[Natural-language object grounding data]

*-*-*

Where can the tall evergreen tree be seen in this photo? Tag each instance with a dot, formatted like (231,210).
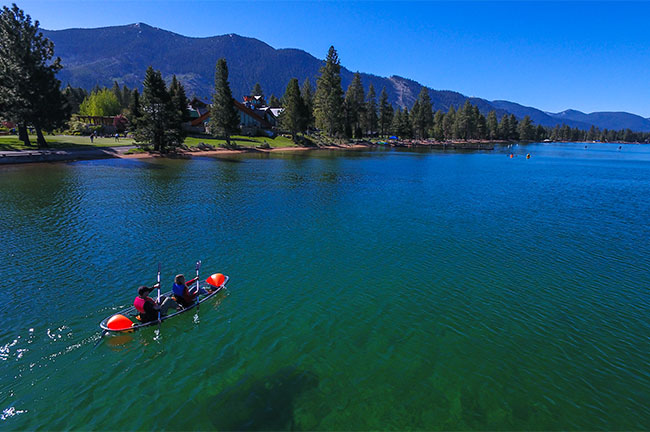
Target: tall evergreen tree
(405,127)
(117,92)
(135,110)
(396,122)
(274,102)
(385,112)
(438,121)
(179,100)
(449,123)
(424,117)
(328,100)
(526,129)
(308,98)
(158,125)
(126,96)
(294,116)
(224,117)
(492,125)
(414,117)
(354,106)
(371,119)
(257,90)
(29,90)
(514,128)
(504,127)
(481,126)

*-*-*

• What is being asked: Copy out the entries verbatim, but skip every picture.

• Answer space:
Where can the tall evergreen tree be seen in this photo? Tag each instance with a dot, formatted like (231,210).
Target: tall evergreen tree
(405,127)
(117,92)
(135,110)
(396,122)
(274,102)
(385,112)
(438,121)
(179,100)
(449,123)
(424,117)
(328,100)
(526,129)
(308,98)
(158,125)
(126,96)
(294,116)
(224,117)
(492,125)
(414,117)
(354,106)
(371,119)
(257,90)
(29,90)
(514,128)
(504,127)
(481,126)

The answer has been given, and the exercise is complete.